▶ _TASK REQUIREMENTS_
Your reply should consist only of the lines from the one with "Each instance receives one point. Annotate the bird's leg" through the end of the entries, transcribed exactly. Pictures stay out.
*** DATA EXCERPTS Section Begins ***
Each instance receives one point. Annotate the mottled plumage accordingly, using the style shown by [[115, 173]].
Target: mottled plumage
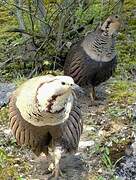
[[33, 125], [93, 59]]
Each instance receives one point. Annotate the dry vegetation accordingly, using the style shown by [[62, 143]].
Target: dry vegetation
[[111, 125]]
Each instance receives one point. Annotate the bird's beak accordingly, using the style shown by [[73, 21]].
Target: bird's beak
[[78, 89]]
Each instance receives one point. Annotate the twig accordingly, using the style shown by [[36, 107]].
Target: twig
[[5, 62], [24, 32]]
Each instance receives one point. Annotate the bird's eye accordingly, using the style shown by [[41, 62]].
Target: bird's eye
[[63, 83]]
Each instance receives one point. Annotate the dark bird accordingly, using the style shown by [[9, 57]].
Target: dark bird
[[44, 115], [92, 60]]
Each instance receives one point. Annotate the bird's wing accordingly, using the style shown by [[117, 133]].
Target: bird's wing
[[24, 132], [68, 133]]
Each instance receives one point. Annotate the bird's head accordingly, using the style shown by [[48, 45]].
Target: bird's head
[[52, 96], [111, 25]]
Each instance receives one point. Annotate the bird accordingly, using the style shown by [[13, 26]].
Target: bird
[[93, 59], [45, 116]]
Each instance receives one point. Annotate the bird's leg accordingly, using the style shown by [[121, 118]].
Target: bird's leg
[[92, 95], [57, 156]]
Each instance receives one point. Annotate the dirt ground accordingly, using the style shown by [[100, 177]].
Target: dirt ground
[[86, 163]]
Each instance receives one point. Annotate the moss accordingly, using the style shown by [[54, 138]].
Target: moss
[[4, 117], [123, 92]]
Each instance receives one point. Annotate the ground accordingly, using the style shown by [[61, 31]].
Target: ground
[[106, 139], [107, 148]]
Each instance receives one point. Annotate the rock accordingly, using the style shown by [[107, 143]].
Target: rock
[[5, 91]]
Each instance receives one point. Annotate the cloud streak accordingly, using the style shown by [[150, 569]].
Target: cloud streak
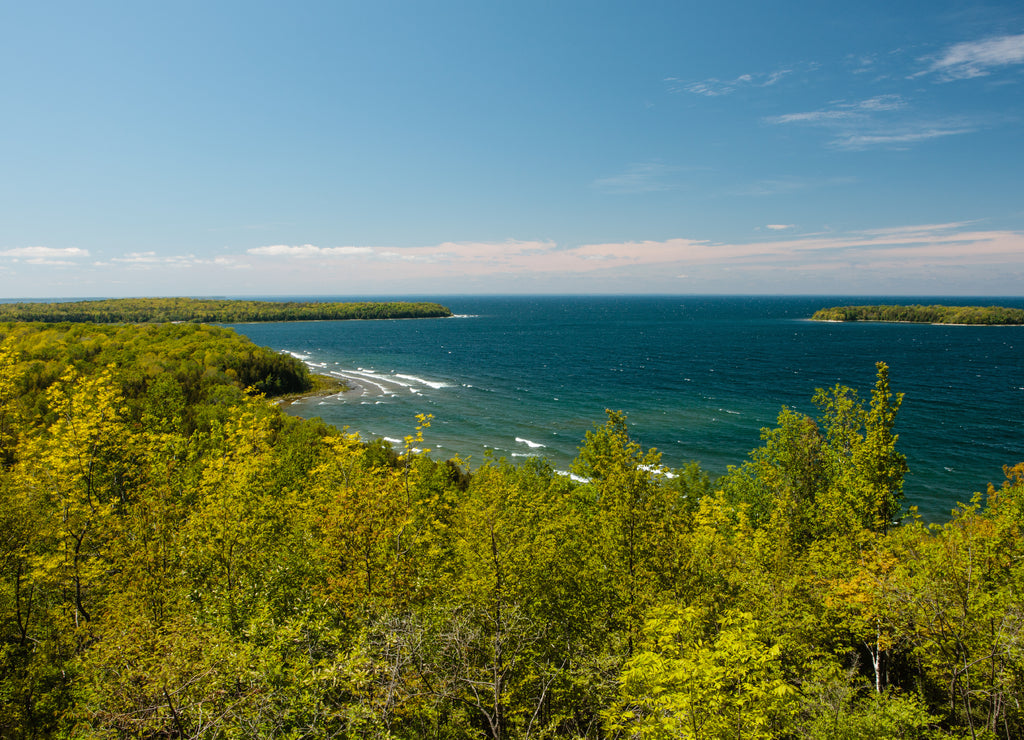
*** DATA EXCERPTS Section Ends ***
▶ _ANSWER TO THIS PROBLEM_
Each instance receives one point. Annotate the bird's leg accordingly, using the style shown by [[121, 118]].
Target: bird's leg
[[92, 95], [57, 156]]
Each instance receives one point. Annotate the dirt ground accordingly, using the style shown by [[100, 177]].
Target: dirt ground
[[86, 163]]
Each instance receives one point. Annotate the moss accordingly, using the style shown by [[54, 138]].
Target: moss
[[4, 117], [123, 92]]
Each instance receives one point. Annotate the ground accordingly, using the style shown by [[61, 31]].
Target: ground
[[106, 139], [107, 148]]
Each instance receives one point. Annotate the rock accordingly, using the style shown by [[107, 143]].
Target: rock
[[5, 91]]
Each instance receives one point. Annotate the cloud streak accordingly, using the style shown by [[150, 569]].
Target: cloud streak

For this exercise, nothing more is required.